**QUOTED PASSAGE:**

Rivian delays production start to September, cites chip shortage

Edward Ludlow

Rivian Automotive Inc., the electric pickup maker backed by Amazon.com Inc., is pushing back plans to start production of its debut vehicle, which was supposed to begin this month, until September.

The startup also shifted the timeline for its second planned model, an electric sports-utility vehicle, from August until an unspecified time in the fall, Rivian said in a letter to customers on Friday. It cited a shortage of component supplies for the delay.

The R1T is an electric pickup capable of driving more than 300 miles on a single charge.

“The cascading impacts of the pandemic have had a compounding effect greater than anyone anticipated,” Chief Executive Officer R.J. Scaringe said in a letter sent Friday to customers and viewed by Bloomberg. “Everything from facility construction, to equipment installation, to vehicle component supply (especially semiconductors) has been impacted by the pandemic.”

Bloomberg first reported in May that the company had experienced delays in receiving key parts because of backlogs at U.S. ports.

The Irvine, California-based company is a front-runner in a large pool of startups seeking to challenge Tesla Inc. in electric vehicles. Rivian has raised more than $8 billion from a group of high-profile investors that also includes Ford Motor Co. and investment manager T. Rowe Price Group Inc. Bloomberg News has reported that Rivian is considering conducting an initial public offering this year.

In the Friday letter, Scaringe also acknowledged that launching three vehicle lines in one go was a complex task. Small issues have translated into much larger delays, Scaringe said.

Rivian plans to build a battery-electric pickup called the R1T and deliveries were scheduled to start this month. It later plans to build a sport utility vehicle, the R1S, and deliveries were expected to start in August.

The company also has a deal with Amazon to build 100,000 electric delivery vans, with 10,000 expected to be in service by the end of next year. All three models are to be built at a former Mitsubishi Motors Corp. plant in Normal, Illinois.

**EXERCISE TASKS:**
1) What do these details from the Rivian article say?
(a) How much money has Rivian raised from investors?
(b) Where are all three models to be built?
(c) How far can the R1T drive on a single charge?
2) Can you restate the Rivian article word for word, starting with "Edward Ludlow" and going on through "a single charge."?
Rely only on the Rivian article for your answers.

Extracted records:
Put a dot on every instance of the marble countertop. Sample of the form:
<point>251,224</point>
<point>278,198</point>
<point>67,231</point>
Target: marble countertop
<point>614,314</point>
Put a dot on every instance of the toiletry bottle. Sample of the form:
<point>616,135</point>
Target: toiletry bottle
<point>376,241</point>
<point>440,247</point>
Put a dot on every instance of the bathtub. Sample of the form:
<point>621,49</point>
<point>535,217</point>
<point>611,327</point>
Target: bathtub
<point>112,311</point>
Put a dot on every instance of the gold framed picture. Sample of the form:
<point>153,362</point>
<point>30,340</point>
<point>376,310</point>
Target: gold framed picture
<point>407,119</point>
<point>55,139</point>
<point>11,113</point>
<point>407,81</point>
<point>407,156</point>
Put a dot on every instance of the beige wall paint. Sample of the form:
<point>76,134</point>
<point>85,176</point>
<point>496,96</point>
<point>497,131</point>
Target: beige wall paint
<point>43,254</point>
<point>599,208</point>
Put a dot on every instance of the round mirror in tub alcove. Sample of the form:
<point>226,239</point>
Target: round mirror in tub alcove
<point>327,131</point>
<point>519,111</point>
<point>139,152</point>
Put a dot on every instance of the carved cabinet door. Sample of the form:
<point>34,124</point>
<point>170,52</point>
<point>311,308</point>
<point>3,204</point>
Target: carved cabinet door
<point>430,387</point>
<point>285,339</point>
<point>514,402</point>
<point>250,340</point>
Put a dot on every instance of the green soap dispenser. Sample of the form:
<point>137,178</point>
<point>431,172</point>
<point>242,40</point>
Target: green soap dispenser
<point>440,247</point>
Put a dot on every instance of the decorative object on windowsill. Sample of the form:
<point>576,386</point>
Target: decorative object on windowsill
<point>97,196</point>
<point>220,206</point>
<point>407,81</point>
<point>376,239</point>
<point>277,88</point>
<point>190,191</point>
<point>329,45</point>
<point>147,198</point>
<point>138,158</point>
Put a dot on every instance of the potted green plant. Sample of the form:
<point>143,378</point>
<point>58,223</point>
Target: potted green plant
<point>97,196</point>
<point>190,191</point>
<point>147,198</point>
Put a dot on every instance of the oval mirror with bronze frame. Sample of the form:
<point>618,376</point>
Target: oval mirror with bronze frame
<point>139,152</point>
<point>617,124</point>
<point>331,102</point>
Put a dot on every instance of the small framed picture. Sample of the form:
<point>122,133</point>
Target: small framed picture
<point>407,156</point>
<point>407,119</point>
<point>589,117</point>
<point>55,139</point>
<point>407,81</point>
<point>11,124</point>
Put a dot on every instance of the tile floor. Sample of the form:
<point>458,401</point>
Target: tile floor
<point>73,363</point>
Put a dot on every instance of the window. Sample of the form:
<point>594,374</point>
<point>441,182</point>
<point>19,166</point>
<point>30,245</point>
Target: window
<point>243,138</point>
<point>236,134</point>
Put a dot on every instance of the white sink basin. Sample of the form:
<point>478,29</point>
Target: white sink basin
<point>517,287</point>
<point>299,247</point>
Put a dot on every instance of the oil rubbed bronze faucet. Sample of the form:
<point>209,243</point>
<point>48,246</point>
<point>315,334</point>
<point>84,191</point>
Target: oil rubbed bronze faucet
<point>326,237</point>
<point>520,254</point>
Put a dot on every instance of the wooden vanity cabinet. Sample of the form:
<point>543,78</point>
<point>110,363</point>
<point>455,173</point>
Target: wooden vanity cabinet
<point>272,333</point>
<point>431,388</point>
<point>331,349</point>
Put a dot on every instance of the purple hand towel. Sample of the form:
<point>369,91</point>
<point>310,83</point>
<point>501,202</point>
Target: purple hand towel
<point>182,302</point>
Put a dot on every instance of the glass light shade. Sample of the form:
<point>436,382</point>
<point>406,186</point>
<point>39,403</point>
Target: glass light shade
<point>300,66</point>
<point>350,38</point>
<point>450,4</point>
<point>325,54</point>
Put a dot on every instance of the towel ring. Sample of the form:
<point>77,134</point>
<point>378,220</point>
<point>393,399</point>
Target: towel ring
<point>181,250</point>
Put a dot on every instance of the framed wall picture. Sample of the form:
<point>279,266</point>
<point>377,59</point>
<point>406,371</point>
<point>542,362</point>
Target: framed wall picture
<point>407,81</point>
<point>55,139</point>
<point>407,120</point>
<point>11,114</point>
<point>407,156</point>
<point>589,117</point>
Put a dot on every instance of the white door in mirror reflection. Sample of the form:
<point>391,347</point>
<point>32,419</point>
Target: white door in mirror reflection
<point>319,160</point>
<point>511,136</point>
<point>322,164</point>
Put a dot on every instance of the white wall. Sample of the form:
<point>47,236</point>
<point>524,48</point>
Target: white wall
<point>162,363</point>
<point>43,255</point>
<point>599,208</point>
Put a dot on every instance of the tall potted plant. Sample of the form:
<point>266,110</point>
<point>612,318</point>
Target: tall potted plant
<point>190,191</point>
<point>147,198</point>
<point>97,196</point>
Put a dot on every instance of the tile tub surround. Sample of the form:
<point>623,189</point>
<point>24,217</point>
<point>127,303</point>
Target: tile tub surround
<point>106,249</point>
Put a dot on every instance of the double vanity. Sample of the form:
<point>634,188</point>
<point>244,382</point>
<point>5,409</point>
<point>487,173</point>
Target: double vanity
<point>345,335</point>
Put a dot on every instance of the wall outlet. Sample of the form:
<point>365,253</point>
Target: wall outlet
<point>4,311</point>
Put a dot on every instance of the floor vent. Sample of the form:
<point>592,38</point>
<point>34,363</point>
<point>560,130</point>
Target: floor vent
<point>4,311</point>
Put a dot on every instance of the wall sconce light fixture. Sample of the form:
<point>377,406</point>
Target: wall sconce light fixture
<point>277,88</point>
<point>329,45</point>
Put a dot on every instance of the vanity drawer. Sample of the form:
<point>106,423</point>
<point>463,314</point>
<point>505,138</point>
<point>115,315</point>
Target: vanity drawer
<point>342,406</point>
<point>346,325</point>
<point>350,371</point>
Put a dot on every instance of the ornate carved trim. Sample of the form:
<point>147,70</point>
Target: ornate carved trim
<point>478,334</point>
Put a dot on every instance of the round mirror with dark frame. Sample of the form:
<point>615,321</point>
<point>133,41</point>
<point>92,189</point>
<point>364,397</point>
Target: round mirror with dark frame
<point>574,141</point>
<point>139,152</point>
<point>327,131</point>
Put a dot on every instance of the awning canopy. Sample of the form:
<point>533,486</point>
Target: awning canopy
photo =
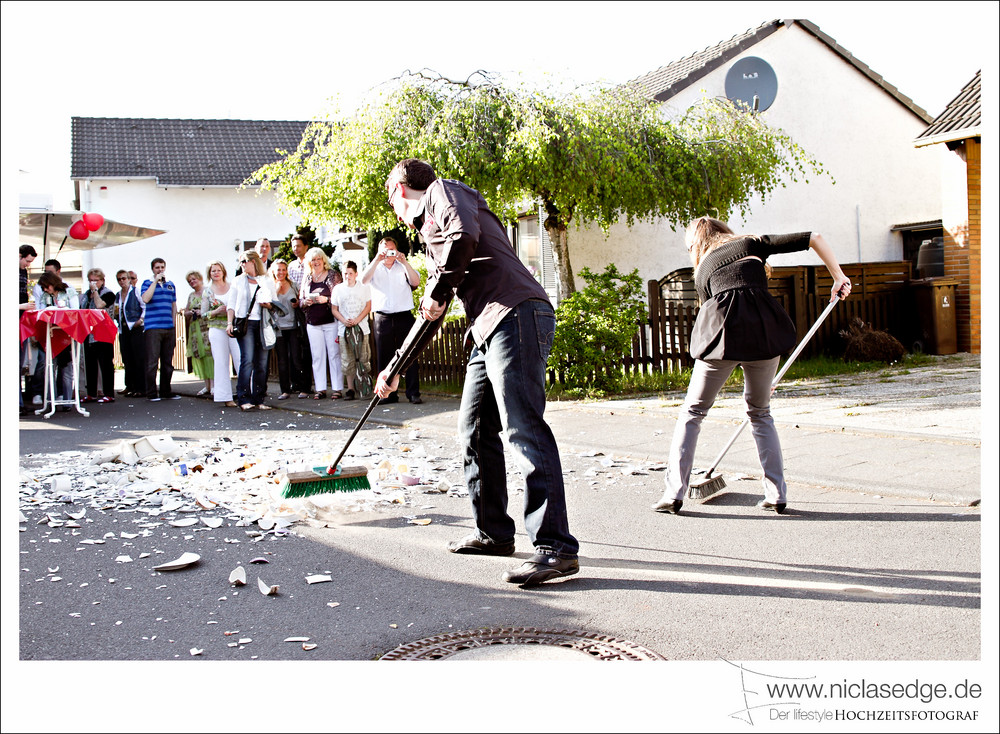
<point>49,230</point>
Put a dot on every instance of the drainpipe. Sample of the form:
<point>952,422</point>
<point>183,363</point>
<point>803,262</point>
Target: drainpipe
<point>88,255</point>
<point>857,214</point>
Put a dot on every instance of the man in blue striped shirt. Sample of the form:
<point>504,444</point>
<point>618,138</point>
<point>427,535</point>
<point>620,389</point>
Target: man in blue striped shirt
<point>160,297</point>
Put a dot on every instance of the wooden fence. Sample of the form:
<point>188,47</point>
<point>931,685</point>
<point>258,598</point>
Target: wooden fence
<point>880,296</point>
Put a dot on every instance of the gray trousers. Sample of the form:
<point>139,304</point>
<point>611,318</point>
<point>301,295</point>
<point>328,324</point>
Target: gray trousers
<point>707,379</point>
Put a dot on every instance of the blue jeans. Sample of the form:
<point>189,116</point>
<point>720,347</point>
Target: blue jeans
<point>505,391</point>
<point>251,381</point>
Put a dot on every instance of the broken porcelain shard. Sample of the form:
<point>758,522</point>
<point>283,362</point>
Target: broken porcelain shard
<point>267,589</point>
<point>183,561</point>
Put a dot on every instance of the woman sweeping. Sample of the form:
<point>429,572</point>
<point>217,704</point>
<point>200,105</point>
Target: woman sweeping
<point>739,323</point>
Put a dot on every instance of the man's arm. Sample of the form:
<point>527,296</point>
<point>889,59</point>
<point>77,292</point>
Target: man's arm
<point>370,270</point>
<point>147,295</point>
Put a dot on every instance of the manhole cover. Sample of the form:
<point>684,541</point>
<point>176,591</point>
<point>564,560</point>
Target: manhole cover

**ACTIVITY ANSWERS:**
1)
(a) More than $8 billion.
(b) At a former Mitsubishi Motors Corp. plant in Normal, Illinois.
(c) More than 300 miles.

2)
Edward Ludlow

Rivian Automotive Inc., the electric pickup maker backed by Amazon.com Inc., is pushing back plans to start production of its debut vehicle, which was supposed to begin this month, until September.

The startup also shifted the timeline for its second planned model, an electric sports-utility vehicle, from August until an unspecified time in the fall, Rivian said in a letter to customers on Friday. It cited a shortage of component supplies for the delay.

The R1T is an electric pickup capable of driving more than 300 miles on a single charge.